▶ **TASK INPUT**:
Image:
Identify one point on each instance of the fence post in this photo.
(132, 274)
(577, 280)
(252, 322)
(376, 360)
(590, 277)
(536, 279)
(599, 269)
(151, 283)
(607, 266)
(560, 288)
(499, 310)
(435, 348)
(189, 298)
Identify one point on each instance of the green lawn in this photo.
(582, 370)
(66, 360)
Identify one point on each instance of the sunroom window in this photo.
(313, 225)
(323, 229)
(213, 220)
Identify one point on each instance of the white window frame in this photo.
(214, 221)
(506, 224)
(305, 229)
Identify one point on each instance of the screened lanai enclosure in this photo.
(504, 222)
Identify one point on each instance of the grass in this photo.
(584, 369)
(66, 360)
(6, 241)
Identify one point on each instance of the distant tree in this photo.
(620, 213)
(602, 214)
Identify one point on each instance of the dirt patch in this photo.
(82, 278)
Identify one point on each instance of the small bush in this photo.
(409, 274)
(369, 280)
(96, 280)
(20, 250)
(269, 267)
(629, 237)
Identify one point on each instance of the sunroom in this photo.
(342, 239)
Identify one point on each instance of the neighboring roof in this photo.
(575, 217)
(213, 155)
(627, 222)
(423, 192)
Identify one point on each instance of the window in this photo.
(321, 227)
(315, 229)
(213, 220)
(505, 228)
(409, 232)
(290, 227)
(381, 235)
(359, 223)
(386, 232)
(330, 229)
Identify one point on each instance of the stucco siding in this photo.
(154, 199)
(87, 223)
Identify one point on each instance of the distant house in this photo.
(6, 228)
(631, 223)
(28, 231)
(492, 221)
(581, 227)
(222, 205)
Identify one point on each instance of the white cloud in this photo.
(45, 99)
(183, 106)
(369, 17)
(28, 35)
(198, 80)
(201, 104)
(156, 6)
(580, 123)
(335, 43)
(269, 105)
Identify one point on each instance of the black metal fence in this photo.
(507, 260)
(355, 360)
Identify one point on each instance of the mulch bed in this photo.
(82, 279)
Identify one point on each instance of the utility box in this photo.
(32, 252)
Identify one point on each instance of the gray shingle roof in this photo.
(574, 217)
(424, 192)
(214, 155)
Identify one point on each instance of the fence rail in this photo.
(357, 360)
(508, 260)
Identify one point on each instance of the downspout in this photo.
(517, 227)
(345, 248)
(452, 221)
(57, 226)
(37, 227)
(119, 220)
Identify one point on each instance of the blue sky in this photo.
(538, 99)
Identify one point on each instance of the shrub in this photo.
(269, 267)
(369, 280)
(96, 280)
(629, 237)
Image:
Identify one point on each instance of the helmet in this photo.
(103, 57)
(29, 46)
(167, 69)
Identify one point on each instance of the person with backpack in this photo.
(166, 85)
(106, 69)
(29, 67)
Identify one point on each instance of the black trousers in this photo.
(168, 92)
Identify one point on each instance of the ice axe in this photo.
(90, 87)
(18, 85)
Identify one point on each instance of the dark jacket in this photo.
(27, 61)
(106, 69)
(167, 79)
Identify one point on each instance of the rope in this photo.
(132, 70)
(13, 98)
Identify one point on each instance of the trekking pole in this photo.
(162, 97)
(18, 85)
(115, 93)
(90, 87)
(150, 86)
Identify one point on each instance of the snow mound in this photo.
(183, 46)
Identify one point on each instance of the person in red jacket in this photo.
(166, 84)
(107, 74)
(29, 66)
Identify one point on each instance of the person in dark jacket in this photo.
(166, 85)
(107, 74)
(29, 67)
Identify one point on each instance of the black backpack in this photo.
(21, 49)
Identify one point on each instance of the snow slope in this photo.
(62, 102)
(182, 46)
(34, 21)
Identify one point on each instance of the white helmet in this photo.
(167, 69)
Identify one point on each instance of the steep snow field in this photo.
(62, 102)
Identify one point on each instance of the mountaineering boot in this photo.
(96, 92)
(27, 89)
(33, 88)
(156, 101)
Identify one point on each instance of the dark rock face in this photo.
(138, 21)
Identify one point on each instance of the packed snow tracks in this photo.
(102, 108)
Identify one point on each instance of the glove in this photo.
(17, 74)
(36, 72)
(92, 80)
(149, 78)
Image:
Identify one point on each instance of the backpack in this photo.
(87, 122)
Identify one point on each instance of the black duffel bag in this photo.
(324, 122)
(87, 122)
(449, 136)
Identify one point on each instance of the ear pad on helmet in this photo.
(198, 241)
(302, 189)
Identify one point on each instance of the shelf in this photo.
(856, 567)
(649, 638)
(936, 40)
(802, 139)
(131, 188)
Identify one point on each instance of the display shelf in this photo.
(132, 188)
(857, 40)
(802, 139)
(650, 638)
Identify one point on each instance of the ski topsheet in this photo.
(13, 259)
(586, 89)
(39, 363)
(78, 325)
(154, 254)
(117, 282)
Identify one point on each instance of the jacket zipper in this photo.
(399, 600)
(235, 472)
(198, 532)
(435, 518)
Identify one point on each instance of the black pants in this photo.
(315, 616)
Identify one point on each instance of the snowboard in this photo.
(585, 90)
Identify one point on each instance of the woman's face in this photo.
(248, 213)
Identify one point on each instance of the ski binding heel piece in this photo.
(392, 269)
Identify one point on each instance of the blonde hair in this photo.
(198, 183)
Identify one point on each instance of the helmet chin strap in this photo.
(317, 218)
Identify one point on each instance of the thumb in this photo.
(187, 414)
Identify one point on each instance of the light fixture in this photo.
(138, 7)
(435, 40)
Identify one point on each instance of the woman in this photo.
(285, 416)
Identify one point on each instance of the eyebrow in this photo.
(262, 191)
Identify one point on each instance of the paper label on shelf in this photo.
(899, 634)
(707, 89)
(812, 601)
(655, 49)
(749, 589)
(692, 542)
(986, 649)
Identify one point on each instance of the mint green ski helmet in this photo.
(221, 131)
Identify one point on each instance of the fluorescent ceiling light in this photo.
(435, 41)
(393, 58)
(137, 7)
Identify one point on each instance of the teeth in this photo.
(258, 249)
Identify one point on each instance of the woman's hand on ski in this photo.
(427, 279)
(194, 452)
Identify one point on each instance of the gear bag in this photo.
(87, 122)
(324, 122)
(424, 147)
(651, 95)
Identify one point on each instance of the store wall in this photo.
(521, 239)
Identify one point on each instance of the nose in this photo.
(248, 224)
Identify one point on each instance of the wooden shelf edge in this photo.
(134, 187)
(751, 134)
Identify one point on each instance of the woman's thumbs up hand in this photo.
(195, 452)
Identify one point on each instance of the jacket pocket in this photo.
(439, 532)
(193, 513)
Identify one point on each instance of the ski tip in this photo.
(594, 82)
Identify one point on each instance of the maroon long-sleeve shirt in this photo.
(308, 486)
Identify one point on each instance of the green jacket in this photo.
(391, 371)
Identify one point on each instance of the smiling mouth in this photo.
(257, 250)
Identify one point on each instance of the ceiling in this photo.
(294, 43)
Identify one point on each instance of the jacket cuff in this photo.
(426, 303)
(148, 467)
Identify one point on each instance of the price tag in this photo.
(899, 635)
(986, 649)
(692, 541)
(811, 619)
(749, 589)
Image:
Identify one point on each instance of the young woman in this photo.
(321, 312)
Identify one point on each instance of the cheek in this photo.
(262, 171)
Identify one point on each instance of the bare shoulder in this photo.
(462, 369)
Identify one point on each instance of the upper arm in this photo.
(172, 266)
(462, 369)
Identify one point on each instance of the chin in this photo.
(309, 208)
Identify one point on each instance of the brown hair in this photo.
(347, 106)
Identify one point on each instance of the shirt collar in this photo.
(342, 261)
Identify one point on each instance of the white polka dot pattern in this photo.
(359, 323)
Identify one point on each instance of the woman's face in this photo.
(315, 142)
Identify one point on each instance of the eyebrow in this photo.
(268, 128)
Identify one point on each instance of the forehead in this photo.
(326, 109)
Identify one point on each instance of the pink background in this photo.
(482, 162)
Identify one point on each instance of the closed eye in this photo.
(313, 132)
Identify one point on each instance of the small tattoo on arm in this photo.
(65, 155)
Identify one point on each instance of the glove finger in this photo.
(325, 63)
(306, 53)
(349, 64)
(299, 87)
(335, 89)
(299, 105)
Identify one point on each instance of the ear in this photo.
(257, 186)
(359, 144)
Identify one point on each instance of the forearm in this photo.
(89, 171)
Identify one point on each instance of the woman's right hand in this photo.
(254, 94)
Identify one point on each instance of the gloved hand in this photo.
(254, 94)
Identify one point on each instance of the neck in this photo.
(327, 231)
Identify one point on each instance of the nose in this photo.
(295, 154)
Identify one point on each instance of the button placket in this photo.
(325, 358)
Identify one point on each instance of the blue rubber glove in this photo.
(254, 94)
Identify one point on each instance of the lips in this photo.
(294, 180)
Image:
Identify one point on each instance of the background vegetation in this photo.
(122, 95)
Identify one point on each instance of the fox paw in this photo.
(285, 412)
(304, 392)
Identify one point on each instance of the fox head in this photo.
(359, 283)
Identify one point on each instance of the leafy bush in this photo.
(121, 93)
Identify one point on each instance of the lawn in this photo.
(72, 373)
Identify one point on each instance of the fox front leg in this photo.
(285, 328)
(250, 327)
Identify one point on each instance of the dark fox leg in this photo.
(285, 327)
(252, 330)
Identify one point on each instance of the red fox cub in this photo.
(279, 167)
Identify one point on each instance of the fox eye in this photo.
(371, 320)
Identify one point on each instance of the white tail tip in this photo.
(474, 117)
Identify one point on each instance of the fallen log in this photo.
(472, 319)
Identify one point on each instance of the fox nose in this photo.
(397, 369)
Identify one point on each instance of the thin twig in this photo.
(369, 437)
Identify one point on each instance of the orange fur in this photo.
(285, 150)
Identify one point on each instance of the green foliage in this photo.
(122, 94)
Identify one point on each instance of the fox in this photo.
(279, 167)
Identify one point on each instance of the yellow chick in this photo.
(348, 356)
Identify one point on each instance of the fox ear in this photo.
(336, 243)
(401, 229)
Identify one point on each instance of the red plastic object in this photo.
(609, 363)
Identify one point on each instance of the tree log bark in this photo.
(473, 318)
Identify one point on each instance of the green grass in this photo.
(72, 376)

▶ **AIM OF THE EXERCISE**: Every line from the one containing "Identify one point on each instance of the tree" through the last line of the entries must be written out verbatim, and no other line.

▶ **EXERCISE SOLUTION**:
Identify one point on each instance of the tree log bark in this photo.
(473, 318)
Identify one point on each instance of the green grass in this photo.
(72, 376)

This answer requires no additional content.